__Exercise__
Please output every line of the material as it stands, without the pictures.

[Photo labels with boxes]
::::

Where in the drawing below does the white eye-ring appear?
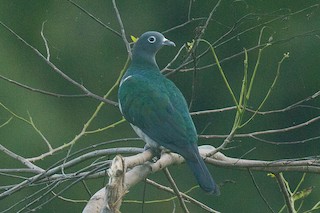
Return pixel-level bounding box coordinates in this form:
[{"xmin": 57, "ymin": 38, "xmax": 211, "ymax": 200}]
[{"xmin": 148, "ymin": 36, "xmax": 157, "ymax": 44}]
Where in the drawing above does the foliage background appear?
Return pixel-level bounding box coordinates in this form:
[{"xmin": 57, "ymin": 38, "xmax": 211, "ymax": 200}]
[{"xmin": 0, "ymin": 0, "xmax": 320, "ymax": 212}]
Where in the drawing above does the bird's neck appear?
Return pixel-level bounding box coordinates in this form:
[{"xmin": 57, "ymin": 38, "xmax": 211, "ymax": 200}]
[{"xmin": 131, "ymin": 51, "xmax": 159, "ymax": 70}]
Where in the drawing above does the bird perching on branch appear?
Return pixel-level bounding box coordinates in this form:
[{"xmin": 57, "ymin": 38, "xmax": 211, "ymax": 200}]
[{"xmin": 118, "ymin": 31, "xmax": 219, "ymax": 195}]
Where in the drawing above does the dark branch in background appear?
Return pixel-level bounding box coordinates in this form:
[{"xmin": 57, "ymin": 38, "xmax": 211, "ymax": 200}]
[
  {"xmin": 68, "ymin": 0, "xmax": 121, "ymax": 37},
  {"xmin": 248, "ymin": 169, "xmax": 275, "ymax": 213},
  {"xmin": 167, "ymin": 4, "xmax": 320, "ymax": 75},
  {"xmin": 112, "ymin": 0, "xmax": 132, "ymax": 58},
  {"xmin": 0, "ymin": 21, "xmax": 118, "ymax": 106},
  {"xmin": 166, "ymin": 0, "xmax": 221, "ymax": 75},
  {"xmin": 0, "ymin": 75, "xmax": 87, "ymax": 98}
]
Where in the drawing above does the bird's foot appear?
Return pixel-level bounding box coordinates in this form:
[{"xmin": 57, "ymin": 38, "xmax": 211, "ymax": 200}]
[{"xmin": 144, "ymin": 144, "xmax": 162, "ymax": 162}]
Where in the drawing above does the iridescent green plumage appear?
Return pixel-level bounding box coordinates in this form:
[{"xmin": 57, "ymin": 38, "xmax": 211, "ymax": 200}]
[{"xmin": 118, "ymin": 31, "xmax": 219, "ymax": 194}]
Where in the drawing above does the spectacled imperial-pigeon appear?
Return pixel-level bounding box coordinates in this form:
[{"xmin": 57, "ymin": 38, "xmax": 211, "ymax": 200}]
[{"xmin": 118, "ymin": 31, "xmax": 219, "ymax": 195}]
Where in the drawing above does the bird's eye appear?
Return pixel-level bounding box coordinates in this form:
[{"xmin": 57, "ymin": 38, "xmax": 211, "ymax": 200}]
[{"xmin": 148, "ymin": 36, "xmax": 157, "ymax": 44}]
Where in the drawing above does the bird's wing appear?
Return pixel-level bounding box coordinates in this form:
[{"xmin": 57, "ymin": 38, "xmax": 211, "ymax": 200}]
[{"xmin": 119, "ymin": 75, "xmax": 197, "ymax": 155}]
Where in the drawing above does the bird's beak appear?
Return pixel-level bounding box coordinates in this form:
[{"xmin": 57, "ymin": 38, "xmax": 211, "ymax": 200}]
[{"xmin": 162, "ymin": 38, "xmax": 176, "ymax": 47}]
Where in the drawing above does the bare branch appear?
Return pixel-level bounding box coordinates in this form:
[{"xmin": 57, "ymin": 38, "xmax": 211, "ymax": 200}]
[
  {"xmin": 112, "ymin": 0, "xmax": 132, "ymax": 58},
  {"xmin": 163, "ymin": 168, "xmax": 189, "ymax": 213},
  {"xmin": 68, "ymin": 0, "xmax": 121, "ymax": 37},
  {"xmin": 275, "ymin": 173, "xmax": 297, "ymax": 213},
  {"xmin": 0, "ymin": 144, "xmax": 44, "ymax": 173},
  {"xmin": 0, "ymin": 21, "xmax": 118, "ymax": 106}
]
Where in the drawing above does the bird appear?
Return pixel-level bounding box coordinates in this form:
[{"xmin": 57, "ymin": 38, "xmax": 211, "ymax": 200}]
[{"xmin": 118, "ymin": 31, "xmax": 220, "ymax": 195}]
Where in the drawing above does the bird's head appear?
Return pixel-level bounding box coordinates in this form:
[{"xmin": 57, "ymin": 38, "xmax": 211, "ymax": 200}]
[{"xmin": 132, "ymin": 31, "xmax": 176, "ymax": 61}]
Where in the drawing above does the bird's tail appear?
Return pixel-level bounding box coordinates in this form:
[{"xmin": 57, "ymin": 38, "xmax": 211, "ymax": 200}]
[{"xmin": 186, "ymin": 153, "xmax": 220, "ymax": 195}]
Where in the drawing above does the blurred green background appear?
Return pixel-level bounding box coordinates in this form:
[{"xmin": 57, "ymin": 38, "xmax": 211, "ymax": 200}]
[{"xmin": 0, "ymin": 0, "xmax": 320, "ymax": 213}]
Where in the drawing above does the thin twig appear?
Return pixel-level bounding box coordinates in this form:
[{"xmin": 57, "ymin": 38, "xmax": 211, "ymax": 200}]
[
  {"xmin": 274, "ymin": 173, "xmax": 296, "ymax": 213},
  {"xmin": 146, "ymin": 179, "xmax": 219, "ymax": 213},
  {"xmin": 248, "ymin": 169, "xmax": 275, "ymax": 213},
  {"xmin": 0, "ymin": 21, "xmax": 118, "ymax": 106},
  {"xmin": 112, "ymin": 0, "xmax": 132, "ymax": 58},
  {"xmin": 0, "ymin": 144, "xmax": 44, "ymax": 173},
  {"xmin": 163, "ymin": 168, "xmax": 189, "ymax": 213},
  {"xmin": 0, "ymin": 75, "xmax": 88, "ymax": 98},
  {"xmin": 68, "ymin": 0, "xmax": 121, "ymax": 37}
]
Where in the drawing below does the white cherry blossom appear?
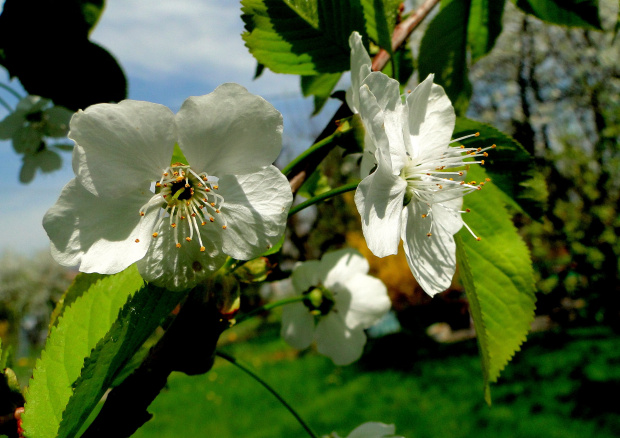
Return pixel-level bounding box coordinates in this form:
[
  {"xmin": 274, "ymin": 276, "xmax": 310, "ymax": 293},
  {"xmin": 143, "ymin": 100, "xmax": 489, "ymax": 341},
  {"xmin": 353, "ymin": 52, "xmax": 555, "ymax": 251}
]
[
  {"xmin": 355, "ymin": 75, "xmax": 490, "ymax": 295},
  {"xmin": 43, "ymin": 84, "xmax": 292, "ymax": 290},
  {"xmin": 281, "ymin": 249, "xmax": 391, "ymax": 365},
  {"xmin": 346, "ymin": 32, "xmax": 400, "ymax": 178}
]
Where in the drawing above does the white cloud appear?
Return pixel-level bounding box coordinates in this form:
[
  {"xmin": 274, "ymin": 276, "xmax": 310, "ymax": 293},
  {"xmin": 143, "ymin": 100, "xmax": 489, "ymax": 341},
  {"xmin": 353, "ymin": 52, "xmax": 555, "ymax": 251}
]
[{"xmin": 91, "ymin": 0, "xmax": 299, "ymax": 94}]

::::

__The answer__
Where in the drawing below does the white eye-ring appear?
Return pixel-level bounding box coordinates in this form:
[{"xmin": 57, "ymin": 38, "xmax": 211, "ymax": 200}]
[{"xmin": 148, "ymin": 36, "xmax": 157, "ymax": 44}]
Where in the drawing above does the foliage background appear?
Return pixel-level bounding box coordinates in this form:
[{"xmin": 57, "ymin": 38, "xmax": 211, "ymax": 200}]
[{"xmin": 0, "ymin": 0, "xmax": 320, "ymax": 212}]
Where in the drawing above does the bird's neck appear?
Return pixel-level bounding box coordinates in this form:
[{"xmin": 57, "ymin": 38, "xmax": 211, "ymax": 200}]
[{"xmin": 131, "ymin": 51, "xmax": 159, "ymax": 70}]
Where in the drawing above does the bird perching on branch appear?
Return pixel-level bounding box coordinates in this form:
[{"xmin": 57, "ymin": 38, "xmax": 211, "ymax": 200}]
[{"xmin": 118, "ymin": 31, "xmax": 219, "ymax": 195}]
Where in the drawing above does the dark branch in background appear?
Return pixel-level bounding box coordinates in this form:
[{"xmin": 57, "ymin": 38, "xmax": 211, "ymax": 200}]
[
  {"xmin": 68, "ymin": 0, "xmax": 121, "ymax": 37},
  {"xmin": 248, "ymin": 169, "xmax": 275, "ymax": 213},
  {"xmin": 167, "ymin": 4, "xmax": 320, "ymax": 75},
  {"xmin": 112, "ymin": 0, "xmax": 132, "ymax": 58},
  {"xmin": 0, "ymin": 21, "xmax": 118, "ymax": 106},
  {"xmin": 166, "ymin": 0, "xmax": 221, "ymax": 75},
  {"xmin": 0, "ymin": 75, "xmax": 87, "ymax": 98}
]
Where in the drawing above does the bird's foot appear?
Return pixel-level bounding box coordinates in this form:
[{"xmin": 57, "ymin": 38, "xmax": 211, "ymax": 200}]
[{"xmin": 144, "ymin": 144, "xmax": 162, "ymax": 162}]
Where in the drawing above does the iridescent green plumage appear?
Return pixel-level bounding box coordinates in this form:
[{"xmin": 57, "ymin": 38, "xmax": 211, "ymax": 200}]
[{"xmin": 118, "ymin": 31, "xmax": 219, "ymax": 194}]
Where in the drawing above does the spectacled imperial-pigeon appear?
Return pixel-level bounding box coordinates in this form:
[{"xmin": 57, "ymin": 38, "xmax": 211, "ymax": 200}]
[{"xmin": 118, "ymin": 31, "xmax": 219, "ymax": 195}]
Where in the drawing above does the bird's eye appear?
Return pixel-level bounding box coordinates in this form:
[{"xmin": 57, "ymin": 38, "xmax": 211, "ymax": 200}]
[{"xmin": 148, "ymin": 36, "xmax": 157, "ymax": 44}]
Where in the drawing above does the bird's wing appear?
Return pixel-level bounding box coordinates in this form:
[{"xmin": 57, "ymin": 38, "xmax": 211, "ymax": 200}]
[{"xmin": 119, "ymin": 75, "xmax": 197, "ymax": 155}]
Where in the drawing above does the bird's beak appear?
Return pixel-level bounding box coordinates in this form:
[{"xmin": 57, "ymin": 38, "xmax": 211, "ymax": 200}]
[{"xmin": 162, "ymin": 38, "xmax": 176, "ymax": 47}]
Where in the drawing above does the bare branch appear?
Return pixel-level bounding box coordinates in this form:
[{"xmin": 57, "ymin": 38, "xmax": 211, "ymax": 200}]
[
  {"xmin": 112, "ymin": 0, "xmax": 132, "ymax": 58},
  {"xmin": 163, "ymin": 168, "xmax": 189, "ymax": 213},
  {"xmin": 68, "ymin": 0, "xmax": 121, "ymax": 37},
  {"xmin": 275, "ymin": 173, "xmax": 297, "ymax": 213},
  {"xmin": 0, "ymin": 144, "xmax": 44, "ymax": 173},
  {"xmin": 0, "ymin": 21, "xmax": 118, "ymax": 106}
]
Where in the drawing above does the bird appear?
Return pixel-level bounding box coordinates in this form:
[{"xmin": 57, "ymin": 38, "xmax": 211, "ymax": 200}]
[{"xmin": 118, "ymin": 31, "xmax": 220, "ymax": 195}]
Where in the drawing above does the bird's head appear?
Return pixel-level bounding box coordinates in this form:
[{"xmin": 57, "ymin": 38, "xmax": 211, "ymax": 200}]
[{"xmin": 132, "ymin": 31, "xmax": 176, "ymax": 61}]
Where in the drawing above does the bird's tail appear?
Return pixel-level bounding box coordinates in this form:
[{"xmin": 57, "ymin": 38, "xmax": 211, "ymax": 200}]
[{"xmin": 186, "ymin": 153, "xmax": 220, "ymax": 195}]
Where in the drawing above does the blurred green background appear?
Return pixel-level bounding box coordinates in this form:
[{"xmin": 57, "ymin": 38, "xmax": 211, "ymax": 200}]
[{"xmin": 0, "ymin": 0, "xmax": 320, "ymax": 213}]
Where in the drawing above does the thin twig appear?
Return pixel-level bounding box coordinates in this form:
[{"xmin": 57, "ymin": 38, "xmax": 211, "ymax": 200}]
[
  {"xmin": 274, "ymin": 173, "xmax": 296, "ymax": 213},
  {"xmin": 146, "ymin": 179, "xmax": 219, "ymax": 213},
  {"xmin": 248, "ymin": 169, "xmax": 275, "ymax": 213},
  {"xmin": 0, "ymin": 21, "xmax": 118, "ymax": 106},
  {"xmin": 112, "ymin": 0, "xmax": 132, "ymax": 58},
  {"xmin": 0, "ymin": 144, "xmax": 44, "ymax": 173},
  {"xmin": 163, "ymin": 168, "xmax": 189, "ymax": 213},
  {"xmin": 0, "ymin": 75, "xmax": 88, "ymax": 98},
  {"xmin": 68, "ymin": 0, "xmax": 121, "ymax": 37}
]
Where in the drawing below does the white cherry blossom appear?
Return pixel-level bounding box coordinates in this form:
[
  {"xmin": 274, "ymin": 276, "xmax": 310, "ymax": 293},
  {"xmin": 143, "ymin": 100, "xmax": 489, "ymax": 341},
  {"xmin": 353, "ymin": 52, "xmax": 555, "ymax": 251}
]
[
  {"xmin": 355, "ymin": 75, "xmax": 490, "ymax": 295},
  {"xmin": 43, "ymin": 84, "xmax": 292, "ymax": 290},
  {"xmin": 281, "ymin": 249, "xmax": 391, "ymax": 365},
  {"xmin": 346, "ymin": 32, "xmax": 400, "ymax": 178}
]
Where in the drawing above does the white cloud appear?
Return pixel-level bounding box coordinates in this form:
[
  {"xmin": 274, "ymin": 276, "xmax": 310, "ymax": 293},
  {"xmin": 143, "ymin": 100, "xmax": 489, "ymax": 341},
  {"xmin": 353, "ymin": 52, "xmax": 555, "ymax": 251}
]
[{"xmin": 91, "ymin": 0, "xmax": 299, "ymax": 94}]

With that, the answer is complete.